• _Goal of the exercise_: Gather every line of the listing that contains the string "front", treating uppercase and lowercase as different.

Records of labeled regions:
* start *

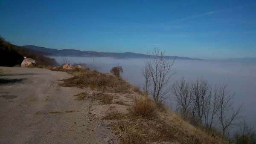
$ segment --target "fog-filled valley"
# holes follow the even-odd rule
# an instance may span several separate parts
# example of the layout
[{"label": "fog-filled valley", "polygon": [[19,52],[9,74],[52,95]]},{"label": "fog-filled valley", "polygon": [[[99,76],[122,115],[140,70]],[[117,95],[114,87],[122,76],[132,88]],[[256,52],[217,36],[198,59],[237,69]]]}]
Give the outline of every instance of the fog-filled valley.
[{"label": "fog-filled valley", "polygon": [[[144,78],[141,73],[145,59],[114,59],[110,58],[54,57],[63,63],[64,58],[69,63],[85,63],[90,69],[109,73],[111,67],[119,66],[123,69],[122,78],[143,90]],[[186,80],[203,77],[212,85],[228,82],[230,94],[235,92],[235,108],[242,105],[240,115],[245,116],[248,124],[256,125],[256,63],[225,61],[176,60],[172,68],[176,73],[172,76],[169,86],[183,76]],[[166,103],[175,110],[175,99],[171,93],[166,95]]]}]

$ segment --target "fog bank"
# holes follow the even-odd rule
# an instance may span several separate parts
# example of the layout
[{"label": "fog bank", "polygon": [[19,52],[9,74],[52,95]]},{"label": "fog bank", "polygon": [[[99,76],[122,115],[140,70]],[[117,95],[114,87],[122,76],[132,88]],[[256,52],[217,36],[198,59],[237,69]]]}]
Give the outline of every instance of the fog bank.
[{"label": "fog bank", "polygon": [[[64,57],[52,58],[60,63],[63,61]],[[145,59],[65,58],[70,63],[85,63],[91,69],[102,72],[109,72],[111,67],[119,64],[123,67],[124,79],[141,88],[143,87],[144,79],[140,72]],[[242,104],[241,115],[246,116],[248,123],[256,125],[256,63],[178,60],[175,61],[173,69],[176,73],[172,78],[172,83],[183,76],[188,80],[203,77],[212,84],[228,81],[230,94],[236,94],[234,105],[239,107]],[[171,101],[175,102],[175,99],[167,97],[168,104]]]}]

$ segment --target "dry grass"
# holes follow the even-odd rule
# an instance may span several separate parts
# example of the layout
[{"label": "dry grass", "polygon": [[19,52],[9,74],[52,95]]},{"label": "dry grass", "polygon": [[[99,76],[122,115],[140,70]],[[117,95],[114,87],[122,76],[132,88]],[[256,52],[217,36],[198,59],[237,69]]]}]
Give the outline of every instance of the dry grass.
[{"label": "dry grass", "polygon": [[142,121],[139,118],[135,121],[123,121],[116,124],[121,144],[145,144],[149,141],[152,135],[143,125]]},{"label": "dry grass", "polygon": [[131,86],[121,78],[111,74],[89,70],[72,71],[74,76],[64,80],[64,83],[61,84],[62,86],[90,87],[94,90],[121,93],[128,92]]},{"label": "dry grass", "polygon": [[55,114],[55,113],[61,113],[61,112],[58,112],[58,111],[52,111],[52,112],[48,112],[48,113],[49,113],[49,114]]},{"label": "dry grass", "polygon": [[74,96],[76,96],[76,100],[77,101],[81,101],[84,100],[84,98],[85,98],[85,96],[86,95],[86,93],[85,92],[82,92],[81,93],[79,93],[78,94]]},{"label": "dry grass", "polygon": [[37,68],[44,69],[52,69],[53,67],[52,66],[51,66],[49,65],[36,65],[35,66],[35,67]]},{"label": "dry grass", "polygon": [[155,103],[148,96],[135,98],[134,104],[131,108],[131,113],[132,115],[141,116],[145,118],[155,118],[157,111]]},{"label": "dry grass", "polygon": [[75,110],[65,110],[65,112],[69,113],[69,112],[75,112]]},{"label": "dry grass", "polygon": [[[163,110],[160,110],[160,107],[141,92],[139,87],[131,86],[121,78],[95,71],[65,71],[74,76],[64,80],[62,84],[64,86],[90,87],[93,90],[111,93],[127,93],[131,89],[141,96],[134,98],[128,114],[123,114],[112,107],[109,109],[111,112],[103,118],[105,120],[116,120],[114,121],[115,127],[119,134],[121,143],[145,144],[160,141],[180,144],[226,143],[221,141],[219,138],[212,136],[192,126],[164,105],[160,107]],[[95,93],[93,96],[100,99],[103,104],[117,103],[113,101],[115,98],[113,95],[106,93]],[[84,98],[81,97],[82,99]],[[121,104],[122,101],[120,103]]]},{"label": "dry grass", "polygon": [[94,97],[99,98],[102,104],[113,104],[114,96],[102,92],[93,93]]},{"label": "dry grass", "polygon": [[120,120],[127,117],[127,115],[120,113],[117,110],[113,110],[108,113],[103,119],[105,120]]}]

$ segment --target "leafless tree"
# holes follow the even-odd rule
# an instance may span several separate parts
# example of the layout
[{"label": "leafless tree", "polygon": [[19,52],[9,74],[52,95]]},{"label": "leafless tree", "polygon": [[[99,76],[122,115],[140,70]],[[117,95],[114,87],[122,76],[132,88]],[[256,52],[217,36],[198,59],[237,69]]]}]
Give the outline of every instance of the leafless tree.
[{"label": "leafless tree", "polygon": [[189,83],[182,77],[179,82],[177,81],[173,83],[171,89],[176,98],[178,110],[183,118],[186,119],[189,112],[189,107],[192,99]]},{"label": "leafless tree", "polygon": [[230,95],[227,90],[227,83],[223,83],[218,87],[219,109],[217,115],[222,130],[221,139],[223,140],[227,129],[230,127],[239,125],[236,120],[240,118],[239,113],[241,106],[235,110],[232,100],[235,98],[235,94]]},{"label": "leafless tree", "polygon": [[[201,125],[203,117],[206,109],[206,103],[207,102],[207,95],[209,96],[210,90],[208,82],[202,78],[197,78],[192,84],[192,97],[193,98],[193,109],[194,116],[195,119],[196,125]],[[195,113],[196,115],[195,115]]]},{"label": "leafless tree", "polygon": [[216,85],[213,88],[209,87],[209,93],[205,101],[205,107],[204,109],[204,122],[207,130],[210,131],[212,124],[215,122],[215,116],[219,108],[218,102],[218,87]]},{"label": "leafless tree", "polygon": [[148,66],[150,78],[152,81],[152,89],[150,93],[157,104],[161,104],[164,100],[163,96],[170,91],[166,88],[170,82],[171,77],[175,73],[172,71],[175,58],[172,60],[165,58],[164,52],[160,49],[154,48],[153,55],[145,64]]},{"label": "leafless tree", "polygon": [[149,86],[151,85],[151,79],[150,78],[150,71],[148,63],[145,62],[145,65],[141,70],[141,74],[145,78],[145,82],[143,86],[143,91],[148,94]]}]

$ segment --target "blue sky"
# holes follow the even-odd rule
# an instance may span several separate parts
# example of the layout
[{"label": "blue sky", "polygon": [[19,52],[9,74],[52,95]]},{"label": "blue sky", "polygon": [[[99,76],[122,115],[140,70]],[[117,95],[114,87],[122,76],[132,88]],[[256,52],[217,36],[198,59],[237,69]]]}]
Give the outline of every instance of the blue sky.
[{"label": "blue sky", "polygon": [[19,46],[256,57],[256,0],[0,1],[0,35]]}]

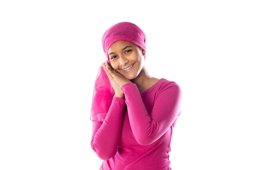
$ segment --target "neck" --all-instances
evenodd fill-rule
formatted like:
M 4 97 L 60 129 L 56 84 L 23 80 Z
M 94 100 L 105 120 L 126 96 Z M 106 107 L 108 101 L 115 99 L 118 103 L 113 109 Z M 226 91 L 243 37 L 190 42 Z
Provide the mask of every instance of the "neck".
M 132 83 L 136 84 L 139 90 L 140 91 L 148 84 L 150 79 L 152 77 L 152 76 L 149 75 L 146 66 L 144 65 L 139 75 L 135 78 L 131 79 L 130 81 Z

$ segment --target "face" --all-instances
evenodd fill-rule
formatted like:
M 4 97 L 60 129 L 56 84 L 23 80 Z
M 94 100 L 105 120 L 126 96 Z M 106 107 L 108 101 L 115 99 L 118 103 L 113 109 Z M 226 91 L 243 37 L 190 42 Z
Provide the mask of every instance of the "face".
M 108 53 L 112 67 L 129 79 L 136 78 L 144 66 L 146 52 L 128 41 L 115 42 Z

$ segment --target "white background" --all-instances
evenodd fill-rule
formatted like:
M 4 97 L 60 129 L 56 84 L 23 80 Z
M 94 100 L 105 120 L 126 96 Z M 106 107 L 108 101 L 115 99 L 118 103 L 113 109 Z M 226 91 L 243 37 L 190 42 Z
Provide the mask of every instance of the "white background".
M 254 1 L 0 1 L 0 169 L 99 170 L 92 91 L 123 21 L 145 32 L 151 75 L 182 89 L 173 169 L 256 169 Z

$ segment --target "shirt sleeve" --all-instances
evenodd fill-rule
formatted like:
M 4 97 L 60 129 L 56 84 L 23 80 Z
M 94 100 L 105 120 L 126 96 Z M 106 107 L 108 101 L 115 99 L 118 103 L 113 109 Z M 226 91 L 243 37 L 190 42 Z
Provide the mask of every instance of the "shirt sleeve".
M 141 145 L 149 145 L 159 139 L 180 113 L 182 91 L 174 82 L 160 90 L 150 113 L 136 84 L 127 83 L 121 89 L 125 95 L 132 133 Z
M 117 153 L 125 105 L 124 99 L 113 97 L 105 120 L 92 122 L 91 146 L 103 160 L 109 159 Z

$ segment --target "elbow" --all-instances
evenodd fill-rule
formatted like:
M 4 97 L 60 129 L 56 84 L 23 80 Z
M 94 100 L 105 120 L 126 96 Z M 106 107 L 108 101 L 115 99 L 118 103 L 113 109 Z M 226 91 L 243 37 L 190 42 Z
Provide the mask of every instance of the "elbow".
M 91 146 L 93 151 L 96 153 L 98 157 L 100 159 L 106 161 L 115 155 L 117 150 L 114 149 L 110 150 L 106 148 L 100 148 L 92 143 L 91 144 Z
M 98 156 L 98 157 L 100 159 L 103 161 L 107 161 L 115 155 L 116 153 L 116 152 L 113 152 L 112 153 L 108 153 L 108 152 L 96 152 L 96 154 L 97 154 L 97 156 Z

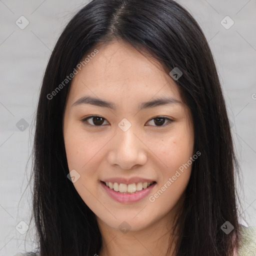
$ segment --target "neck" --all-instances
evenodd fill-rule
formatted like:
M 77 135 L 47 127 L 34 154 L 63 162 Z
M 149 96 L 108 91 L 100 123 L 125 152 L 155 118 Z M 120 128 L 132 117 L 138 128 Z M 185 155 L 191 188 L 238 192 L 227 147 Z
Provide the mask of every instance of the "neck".
M 102 240 L 99 256 L 120 256 L 124 252 L 127 256 L 174 255 L 178 236 L 173 234 L 176 234 L 176 231 L 174 232 L 174 218 L 172 212 L 145 228 L 131 229 L 126 234 L 107 226 L 97 218 Z M 168 252 L 170 240 L 172 243 Z

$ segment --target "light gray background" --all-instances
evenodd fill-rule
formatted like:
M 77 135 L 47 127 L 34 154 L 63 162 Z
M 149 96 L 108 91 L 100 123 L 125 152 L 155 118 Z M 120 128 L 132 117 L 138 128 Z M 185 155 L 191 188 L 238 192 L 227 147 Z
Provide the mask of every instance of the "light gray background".
M 30 218 L 31 193 L 29 187 L 26 188 L 31 170 L 28 158 L 34 114 L 54 44 L 73 14 L 87 2 L 0 0 L 0 256 L 24 252 L 26 234 L 26 250 L 34 248 L 33 224 L 23 234 L 16 228 L 21 221 L 28 224 Z M 234 124 L 232 132 L 244 180 L 242 210 L 249 224 L 256 226 L 256 0 L 178 2 L 201 26 L 213 52 Z M 22 16 L 30 22 L 24 30 L 16 24 Z M 220 23 L 226 16 L 234 22 L 229 29 Z M 228 26 L 230 22 L 222 22 Z M 16 126 L 22 118 L 29 124 L 23 131 Z M 18 226 L 23 230 L 25 226 L 22 222 Z

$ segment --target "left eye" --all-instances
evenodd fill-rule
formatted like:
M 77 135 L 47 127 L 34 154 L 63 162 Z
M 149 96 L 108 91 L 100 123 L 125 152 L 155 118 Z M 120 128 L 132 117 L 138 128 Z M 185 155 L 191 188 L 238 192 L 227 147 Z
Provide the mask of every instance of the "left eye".
M 82 121 L 86 126 L 103 126 L 102 124 L 104 124 L 104 120 L 106 121 L 106 120 L 102 116 L 90 116 L 83 119 Z M 157 116 L 151 119 L 148 122 L 150 121 L 153 121 L 154 124 L 156 124 L 155 126 L 152 125 L 152 126 L 162 127 L 166 126 L 166 121 L 167 121 L 167 123 L 170 123 L 173 120 L 164 116 Z

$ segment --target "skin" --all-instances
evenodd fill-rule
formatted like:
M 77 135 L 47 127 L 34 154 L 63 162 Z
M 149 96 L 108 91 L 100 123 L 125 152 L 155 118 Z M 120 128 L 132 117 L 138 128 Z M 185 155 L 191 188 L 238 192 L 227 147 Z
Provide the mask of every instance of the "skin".
M 175 81 L 156 60 L 150 60 L 124 42 L 95 48 L 98 53 L 72 80 L 64 110 L 68 168 L 80 175 L 73 184 L 96 216 L 103 240 L 100 256 L 124 255 L 124 252 L 126 256 L 164 255 L 170 236 L 175 241 L 174 219 L 180 210 L 192 166 L 154 202 L 148 198 L 194 154 L 190 110 L 182 103 Z M 72 106 L 86 96 L 111 102 L 116 110 L 88 104 Z M 166 96 L 181 104 L 138 110 L 141 102 Z M 91 115 L 104 118 L 101 126 L 92 118 L 88 120 L 88 126 L 83 122 Z M 173 121 L 156 124 L 154 118 L 160 116 Z M 126 132 L 118 126 L 124 118 L 132 124 Z M 135 176 L 156 182 L 150 194 L 138 202 L 117 202 L 100 186 L 107 178 Z M 130 226 L 126 234 L 118 228 L 124 221 Z

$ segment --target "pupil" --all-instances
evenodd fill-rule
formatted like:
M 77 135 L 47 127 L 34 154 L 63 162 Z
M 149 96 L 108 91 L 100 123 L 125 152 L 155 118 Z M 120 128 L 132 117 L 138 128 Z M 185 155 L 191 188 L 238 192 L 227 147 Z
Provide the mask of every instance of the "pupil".
M 100 120 L 102 120 L 101 121 Z M 103 118 L 100 118 L 100 117 L 98 117 L 98 116 L 96 116 L 96 117 L 94 117 L 94 118 L 93 118 L 93 122 L 94 122 L 94 124 L 98 124 L 98 125 L 100 125 L 100 124 L 103 124 L 104 122 L 102 122 L 103 120 Z
M 164 118 L 156 118 L 155 119 L 155 122 L 154 122 L 154 123 L 156 124 L 156 126 L 158 125 L 158 123 L 156 122 L 156 120 L 160 120 L 160 125 L 162 125 L 164 124 Z M 159 124 L 159 122 L 158 123 L 158 124 Z

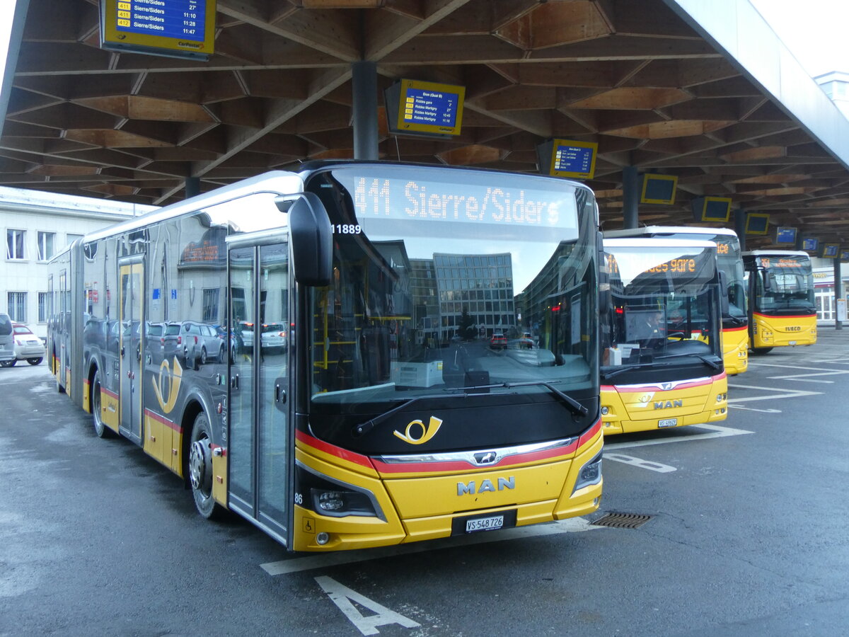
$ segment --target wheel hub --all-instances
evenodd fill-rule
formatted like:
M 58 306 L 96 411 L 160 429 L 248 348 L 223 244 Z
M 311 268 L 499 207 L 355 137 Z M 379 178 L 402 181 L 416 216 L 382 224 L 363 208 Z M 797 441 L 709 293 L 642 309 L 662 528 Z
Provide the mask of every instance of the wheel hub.
M 208 491 L 212 475 L 212 459 L 210 456 L 209 440 L 192 443 L 188 452 L 188 476 L 192 488 Z

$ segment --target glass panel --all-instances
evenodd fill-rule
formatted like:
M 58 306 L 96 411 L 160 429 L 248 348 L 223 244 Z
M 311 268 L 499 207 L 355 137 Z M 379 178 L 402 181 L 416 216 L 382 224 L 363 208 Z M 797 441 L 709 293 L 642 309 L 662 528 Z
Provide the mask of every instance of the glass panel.
M 253 507 L 254 248 L 230 251 L 230 493 Z
M 285 526 L 289 500 L 288 245 L 260 248 L 260 514 Z

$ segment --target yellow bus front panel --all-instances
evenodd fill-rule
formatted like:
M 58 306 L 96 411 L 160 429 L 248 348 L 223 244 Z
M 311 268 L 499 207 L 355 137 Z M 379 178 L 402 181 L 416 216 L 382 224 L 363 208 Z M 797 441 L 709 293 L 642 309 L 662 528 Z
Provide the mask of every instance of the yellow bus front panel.
M 817 342 L 817 315 L 767 316 L 753 314 L 752 343 L 760 347 L 813 345 Z
M 729 375 L 749 369 L 749 330 L 735 327 L 722 330 L 722 363 Z
M 296 461 L 335 483 L 368 493 L 378 515 L 319 515 L 307 508 L 307 494 L 296 494 L 294 550 L 361 549 L 446 538 L 464 533 L 467 520 L 487 516 L 503 516 L 504 527 L 551 521 L 592 513 L 601 499 L 600 422 L 565 446 L 508 456 L 486 469 L 460 461 L 410 465 L 369 459 L 377 477 L 367 466 L 362 471 L 350 468 L 357 465 L 350 454 L 346 467 L 325 461 L 311 453 L 304 443 L 306 437 L 299 436 Z M 326 446 L 319 453 L 326 454 Z M 318 543 L 319 533 L 327 534 L 326 544 Z
M 724 420 L 728 376 L 640 385 L 602 385 L 605 436 Z

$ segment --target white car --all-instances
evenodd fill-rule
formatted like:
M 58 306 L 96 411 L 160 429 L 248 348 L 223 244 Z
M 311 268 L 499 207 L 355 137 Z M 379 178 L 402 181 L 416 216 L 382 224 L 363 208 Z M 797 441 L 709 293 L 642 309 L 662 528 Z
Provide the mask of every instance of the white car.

* end *

• _Full solution_:
$ segment --target yellow bus front panel --all-instances
Provide the mask of every instance of the yellow bus front panel.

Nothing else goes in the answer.